(Excerpts from point annotation data)
--- Begin ---

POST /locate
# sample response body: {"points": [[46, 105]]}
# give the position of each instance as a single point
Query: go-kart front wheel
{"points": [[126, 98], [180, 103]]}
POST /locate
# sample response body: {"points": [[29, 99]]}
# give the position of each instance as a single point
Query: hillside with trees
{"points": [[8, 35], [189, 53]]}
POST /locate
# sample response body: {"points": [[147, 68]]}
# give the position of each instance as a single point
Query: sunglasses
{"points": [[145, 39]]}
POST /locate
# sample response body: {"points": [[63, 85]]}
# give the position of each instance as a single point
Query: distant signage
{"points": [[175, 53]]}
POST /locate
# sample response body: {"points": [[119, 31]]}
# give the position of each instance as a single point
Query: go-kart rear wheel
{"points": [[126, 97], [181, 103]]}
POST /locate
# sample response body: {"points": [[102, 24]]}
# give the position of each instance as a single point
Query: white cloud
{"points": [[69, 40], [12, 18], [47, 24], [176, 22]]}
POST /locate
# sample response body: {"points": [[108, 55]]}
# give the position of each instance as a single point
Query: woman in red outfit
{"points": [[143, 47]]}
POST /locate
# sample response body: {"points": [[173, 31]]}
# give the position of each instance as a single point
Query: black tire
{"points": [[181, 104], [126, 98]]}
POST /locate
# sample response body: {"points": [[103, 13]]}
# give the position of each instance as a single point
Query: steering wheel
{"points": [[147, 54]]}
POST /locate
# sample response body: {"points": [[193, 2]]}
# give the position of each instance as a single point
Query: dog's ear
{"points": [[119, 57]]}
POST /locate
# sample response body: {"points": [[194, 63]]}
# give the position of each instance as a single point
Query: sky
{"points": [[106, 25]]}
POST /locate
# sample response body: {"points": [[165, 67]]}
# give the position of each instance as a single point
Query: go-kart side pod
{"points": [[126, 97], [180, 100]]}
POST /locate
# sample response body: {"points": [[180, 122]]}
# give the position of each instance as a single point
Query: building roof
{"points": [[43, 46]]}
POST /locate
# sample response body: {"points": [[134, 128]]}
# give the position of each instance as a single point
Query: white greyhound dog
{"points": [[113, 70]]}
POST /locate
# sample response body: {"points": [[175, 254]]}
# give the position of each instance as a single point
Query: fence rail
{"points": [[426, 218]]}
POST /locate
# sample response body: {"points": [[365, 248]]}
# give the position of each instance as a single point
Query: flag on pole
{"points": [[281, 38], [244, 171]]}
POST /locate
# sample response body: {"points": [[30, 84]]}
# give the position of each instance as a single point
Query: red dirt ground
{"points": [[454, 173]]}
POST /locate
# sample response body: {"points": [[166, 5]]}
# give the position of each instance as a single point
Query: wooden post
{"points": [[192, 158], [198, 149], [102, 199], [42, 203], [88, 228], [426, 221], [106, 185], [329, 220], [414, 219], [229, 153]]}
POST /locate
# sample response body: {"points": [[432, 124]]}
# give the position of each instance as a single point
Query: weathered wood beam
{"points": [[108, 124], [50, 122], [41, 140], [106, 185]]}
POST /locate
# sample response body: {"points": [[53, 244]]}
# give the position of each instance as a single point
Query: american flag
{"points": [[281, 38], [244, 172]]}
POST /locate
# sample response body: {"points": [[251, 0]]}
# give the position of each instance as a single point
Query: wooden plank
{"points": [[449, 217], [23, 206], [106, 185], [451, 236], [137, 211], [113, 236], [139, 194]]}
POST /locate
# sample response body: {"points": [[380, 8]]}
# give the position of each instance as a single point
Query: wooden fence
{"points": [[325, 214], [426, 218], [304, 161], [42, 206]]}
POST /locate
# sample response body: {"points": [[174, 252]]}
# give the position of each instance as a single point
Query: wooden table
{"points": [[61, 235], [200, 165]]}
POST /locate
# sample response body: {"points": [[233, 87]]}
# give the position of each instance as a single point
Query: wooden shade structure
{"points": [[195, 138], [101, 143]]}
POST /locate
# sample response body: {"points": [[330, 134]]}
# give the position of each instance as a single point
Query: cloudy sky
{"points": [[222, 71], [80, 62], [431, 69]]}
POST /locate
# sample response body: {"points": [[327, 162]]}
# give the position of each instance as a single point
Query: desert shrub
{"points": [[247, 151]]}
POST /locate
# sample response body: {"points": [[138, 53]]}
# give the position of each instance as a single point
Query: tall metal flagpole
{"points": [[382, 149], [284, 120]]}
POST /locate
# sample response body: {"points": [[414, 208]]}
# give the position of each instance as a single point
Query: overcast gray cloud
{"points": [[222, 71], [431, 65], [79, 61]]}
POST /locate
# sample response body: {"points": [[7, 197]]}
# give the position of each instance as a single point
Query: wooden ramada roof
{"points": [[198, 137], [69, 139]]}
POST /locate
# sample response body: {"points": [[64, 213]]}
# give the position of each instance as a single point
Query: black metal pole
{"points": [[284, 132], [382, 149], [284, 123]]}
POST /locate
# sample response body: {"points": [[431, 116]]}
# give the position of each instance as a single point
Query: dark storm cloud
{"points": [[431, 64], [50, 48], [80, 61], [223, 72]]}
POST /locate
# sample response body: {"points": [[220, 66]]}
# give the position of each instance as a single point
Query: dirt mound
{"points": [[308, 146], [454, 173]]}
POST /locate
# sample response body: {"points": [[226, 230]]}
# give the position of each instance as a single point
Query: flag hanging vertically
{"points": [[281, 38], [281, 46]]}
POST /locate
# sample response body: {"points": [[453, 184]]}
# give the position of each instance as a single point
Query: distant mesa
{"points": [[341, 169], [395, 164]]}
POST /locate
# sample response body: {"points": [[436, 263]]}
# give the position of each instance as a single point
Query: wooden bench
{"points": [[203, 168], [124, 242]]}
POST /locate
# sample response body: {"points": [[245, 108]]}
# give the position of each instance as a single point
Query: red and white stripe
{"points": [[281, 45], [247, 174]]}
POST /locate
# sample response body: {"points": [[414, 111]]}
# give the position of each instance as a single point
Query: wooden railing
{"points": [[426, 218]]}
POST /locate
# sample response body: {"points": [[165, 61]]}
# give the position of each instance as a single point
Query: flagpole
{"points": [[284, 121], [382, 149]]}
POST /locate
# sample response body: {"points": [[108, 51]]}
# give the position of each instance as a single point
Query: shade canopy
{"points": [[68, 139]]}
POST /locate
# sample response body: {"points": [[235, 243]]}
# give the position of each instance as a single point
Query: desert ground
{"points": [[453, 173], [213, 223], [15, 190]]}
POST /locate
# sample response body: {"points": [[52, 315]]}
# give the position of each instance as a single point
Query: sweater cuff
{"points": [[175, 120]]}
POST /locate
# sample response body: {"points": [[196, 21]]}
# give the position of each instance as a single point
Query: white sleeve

--- End ---

- GIVEN INSTRUCTION -
Take the entries and copy them out exactly.

- TASK OUTPUT -
POST /locate
# sample response body: {"points": [[46, 105]]}
# give the position of each instance as a single point
Query: go-kart front wheel
{"points": [[126, 98], [180, 103]]}
POST /locate
# sample response body: {"points": [[29, 99]]}
# give the position of each instance as a single point
Query: hillside with trees
{"points": [[8, 35], [189, 53]]}
POST /locate
# sample response body: {"points": [[147, 68]]}
# give the position of each instance as a single point
Query: sunglasses
{"points": [[145, 39]]}
POST /locate
# sample response body: {"points": [[63, 85]]}
# give the position of each instance as a single point
Query: distant signage
{"points": [[175, 53]]}
POST /locate
# sample response body: {"points": [[119, 31]]}
# give the position of each instance as a single point
Query: go-kart rear wheel
{"points": [[126, 97], [181, 103]]}
POST /locate
# sample response body: {"points": [[102, 24]]}
# give the position of each instance as a single point
Query: white cloud
{"points": [[69, 40], [12, 18], [47, 24], [176, 22]]}
POST /locate
# sample response body: {"points": [[108, 55]]}
# give the position of each instance as a single point
Query: woman in red outfit
{"points": [[143, 47]]}
POST /locate
# sample response body: {"points": [[173, 31]]}
# give the position of each instance as a single point
Query: black tire
{"points": [[181, 104], [126, 98]]}
POST /locate
# sample response body: {"points": [[103, 13]]}
# give the position of each instance as a single point
Query: steering wheel
{"points": [[147, 54]]}
POST /locate
# sample response body: {"points": [[193, 2]]}
# give the position of each instance as a single point
Query: dog's ear
{"points": [[119, 57]]}
POST /locate
# sample response body: {"points": [[194, 63]]}
# give the position of each instance as a single point
Query: sky
{"points": [[106, 25]]}
POST /locate
# sample response body: {"points": [[165, 67]]}
# give the position of each instance as a single point
Query: go-kart side pod
{"points": [[126, 97], [180, 100]]}
POST /locate
# sample response body: {"points": [[180, 122]]}
# give the position of each instance as a single point
Query: building roof
{"points": [[43, 46]]}
POST /locate
# sample response body: {"points": [[134, 128]]}
# give the position of each instance as a single point
Query: white greyhound dog
{"points": [[113, 70]]}
POST /locate
# sample response body: {"points": [[175, 254]]}
# give the position of each instance as a single point
Query: fence rail
{"points": [[426, 218]]}
POST /locate
# sample response body: {"points": [[365, 248]]}
# give the position of each instance as a single point
Query: flag on pole
{"points": [[281, 38], [244, 171]]}
POST /locate
# sample response body: {"points": [[30, 84]]}
# give the position of each instance as a single point
Query: red dirt ground
{"points": [[454, 173]]}
POST /locate
# sample response body: {"points": [[166, 5]]}
# give the position of each instance as a single point
Query: wooden post
{"points": [[192, 158], [198, 149], [102, 199], [42, 203], [88, 228], [426, 221], [106, 185], [329, 220], [414, 219], [229, 153]]}
POST /locate
# sample response body: {"points": [[432, 124]]}
# give the position of each instance as a single point
Query: weathered wood beam
{"points": [[108, 124], [50, 122], [41, 140], [106, 185]]}
POST /locate
# sample response body: {"points": [[53, 244]]}
# give the position of each instance as a single point
Query: american flag
{"points": [[281, 38], [244, 172]]}
POST /locate
# sample response body: {"points": [[251, 0]]}
# give the position of each instance as a single point
Query: wooden plank
{"points": [[449, 217], [23, 206], [106, 185], [451, 236], [137, 211], [113, 236], [139, 194]]}
POST /locate
# sample response body: {"points": [[380, 8]]}
# give the position of each instance as a single point
Query: wooden fence
{"points": [[325, 214], [426, 218], [304, 161], [42, 206]]}
POST /locate
# sample response body: {"points": [[174, 252]]}
# give the position of each instance as a single point
Query: wooden table
{"points": [[61, 235], [200, 165]]}
POST /locate
# sample response body: {"points": [[233, 87]]}
# give the position of each instance as a single point
Query: wooden shade structure
{"points": [[195, 138], [101, 143]]}
POST /locate
# sample response body: {"points": [[330, 134]]}
# give the position of each instance as a single point
Query: cloudy sky
{"points": [[222, 71], [80, 62], [431, 69]]}
POST /locate
# sample response body: {"points": [[327, 162]]}
# give the position of each instance as a single point
Query: desert shrub
{"points": [[247, 151]]}
POST /locate
# sample response body: {"points": [[138, 53]]}
# give the position of each instance as a single point
Query: tall metal flagpole
{"points": [[382, 149], [284, 120]]}
POST /locate
# sample response body: {"points": [[414, 208]]}
# give the position of each instance as a single point
Query: overcast gray cloud
{"points": [[222, 71], [431, 65], [79, 61]]}
POST /locate
# sample response body: {"points": [[7, 197]]}
# give the position of each instance as a single point
Query: wooden ramada roof
{"points": [[198, 137], [69, 139]]}
POST /locate
# sample response body: {"points": [[64, 213]]}
# give the position of each instance as a single point
Query: black metal pole
{"points": [[284, 132], [382, 149], [284, 123]]}
POST /locate
# sample response body: {"points": [[431, 116]]}
# give the position of each instance as a single point
Query: dark storm cloud
{"points": [[431, 64], [50, 48], [80, 61], [223, 72]]}
POST /locate
# sample response body: {"points": [[220, 66]]}
# give the position of each instance as a single point
Query: dirt mound
{"points": [[308, 146], [454, 173]]}
POST /locate
# sample response body: {"points": [[226, 230]]}
# give the position of each instance as a single point
Query: flag hanging vertically
{"points": [[281, 38], [281, 46]]}
POST /locate
# sample response body: {"points": [[453, 184]]}
# give the position of each instance as a single point
Query: distant mesa
{"points": [[341, 169], [395, 164]]}
POST /locate
# sample response body: {"points": [[436, 263]]}
# give the position of each instance as a single point
Query: wooden bench
{"points": [[203, 168], [124, 242]]}
POST /locate
# sample response body: {"points": [[245, 108]]}
# give the position of each instance as a single point
Query: red and white stripe
{"points": [[281, 45], [247, 174]]}
POST /locate
# sample response body: {"points": [[414, 111]]}
# give the position of each instance as a single point
Query: wooden railing
{"points": [[426, 218]]}
POST /locate
# sample response body: {"points": [[165, 61]]}
# give the position of each instance as a single point
Query: flagpole
{"points": [[284, 121], [382, 149]]}
POST /locate
# sample response body: {"points": [[108, 51]]}
# give the position of each instance as a single point
Query: shade canopy
{"points": [[68, 139]]}
POST /locate
# sample response body: {"points": [[235, 243]]}
# give the position of each instance as a single point
Query: desert ground
{"points": [[453, 173], [213, 223], [15, 190]]}
POST /locate
# sample response body: {"points": [[52, 315]]}
# give the position of each instance as a single point
Query: sweater cuff
{"points": [[175, 120]]}
POST /locate
# sample response body: {"points": [[196, 21]]}
# give the position of each instance as a single point
Query: white sleeve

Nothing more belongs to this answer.